(Collected data)
━━━━━━

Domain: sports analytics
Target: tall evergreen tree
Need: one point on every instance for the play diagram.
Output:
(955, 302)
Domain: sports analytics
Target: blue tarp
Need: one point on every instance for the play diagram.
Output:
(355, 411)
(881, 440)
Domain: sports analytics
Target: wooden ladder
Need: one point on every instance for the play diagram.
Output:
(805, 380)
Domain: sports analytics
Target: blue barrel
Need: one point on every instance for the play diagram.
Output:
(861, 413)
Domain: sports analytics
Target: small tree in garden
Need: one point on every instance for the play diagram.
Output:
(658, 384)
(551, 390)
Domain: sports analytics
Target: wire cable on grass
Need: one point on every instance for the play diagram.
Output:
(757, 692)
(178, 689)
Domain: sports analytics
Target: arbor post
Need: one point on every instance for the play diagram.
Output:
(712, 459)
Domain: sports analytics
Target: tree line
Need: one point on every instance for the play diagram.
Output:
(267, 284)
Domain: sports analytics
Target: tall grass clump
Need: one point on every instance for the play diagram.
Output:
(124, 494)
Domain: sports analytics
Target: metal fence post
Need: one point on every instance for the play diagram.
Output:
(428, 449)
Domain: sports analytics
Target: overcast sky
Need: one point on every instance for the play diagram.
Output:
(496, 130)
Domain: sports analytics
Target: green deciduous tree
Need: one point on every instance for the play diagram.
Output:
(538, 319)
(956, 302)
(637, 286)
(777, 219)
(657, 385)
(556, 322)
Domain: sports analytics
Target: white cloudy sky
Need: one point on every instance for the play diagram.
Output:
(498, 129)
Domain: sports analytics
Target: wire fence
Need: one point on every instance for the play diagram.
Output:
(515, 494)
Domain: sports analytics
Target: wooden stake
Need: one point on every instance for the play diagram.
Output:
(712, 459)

━━━━━━

### ACTION ITEM
Of the lines above, output exactly those from the line bearing "Target: arbor post" through the line bearing "Target: overcast sky", inclusive.

### YOUR SOLUTION
Target: arbor post
Need: one point on every instance for the play diagram.
Output:
(712, 459)
Domain: sports analytics
Target: tree line
Need: one point on every instance for the play diagram.
Output:
(267, 284)
Domain: sports analytics
Target: tall grass clump
Need: one point on every instance for the play diagram.
Output:
(124, 494)
Domain: sports analytics
Target: metal fence post
Need: one point on every instance for the play diagram.
Output:
(428, 449)
Domain: sports analytics
Target: overcast sky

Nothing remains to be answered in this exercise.